[Problem requirements]
Copy everything from the line containing "Objective — one point per instance of the building" down to the end of the items. In the answer points only, shift each x and y coordinate up by 3, and keep every other line unchanged.

[Given records]
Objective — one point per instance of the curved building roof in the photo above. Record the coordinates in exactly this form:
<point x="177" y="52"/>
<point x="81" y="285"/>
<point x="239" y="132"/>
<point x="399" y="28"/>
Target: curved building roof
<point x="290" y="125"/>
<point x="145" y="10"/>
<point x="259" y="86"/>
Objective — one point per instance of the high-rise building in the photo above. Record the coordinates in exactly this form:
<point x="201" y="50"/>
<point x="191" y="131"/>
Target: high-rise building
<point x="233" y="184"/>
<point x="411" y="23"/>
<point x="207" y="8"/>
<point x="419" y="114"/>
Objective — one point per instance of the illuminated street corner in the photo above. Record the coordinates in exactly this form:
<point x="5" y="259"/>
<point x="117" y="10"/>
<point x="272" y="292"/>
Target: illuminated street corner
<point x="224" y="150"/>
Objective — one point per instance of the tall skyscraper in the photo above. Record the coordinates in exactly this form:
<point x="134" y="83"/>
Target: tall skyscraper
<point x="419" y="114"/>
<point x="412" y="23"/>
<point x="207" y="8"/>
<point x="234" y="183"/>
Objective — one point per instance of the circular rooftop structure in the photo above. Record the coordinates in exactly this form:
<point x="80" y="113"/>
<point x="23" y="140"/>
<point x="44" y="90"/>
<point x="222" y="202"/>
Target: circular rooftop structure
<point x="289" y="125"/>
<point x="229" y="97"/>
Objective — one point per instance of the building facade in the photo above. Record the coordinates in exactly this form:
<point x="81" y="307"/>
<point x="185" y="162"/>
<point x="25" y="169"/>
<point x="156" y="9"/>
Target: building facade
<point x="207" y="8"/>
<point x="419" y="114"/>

[Answer for this exercise]
Objective — one point per instance of the building facade in the photo above. Record the coordinates in exactly this form:
<point x="81" y="307"/>
<point x="185" y="162"/>
<point x="25" y="169"/>
<point x="156" y="9"/>
Target: building facade
<point x="210" y="11"/>
<point x="422" y="117"/>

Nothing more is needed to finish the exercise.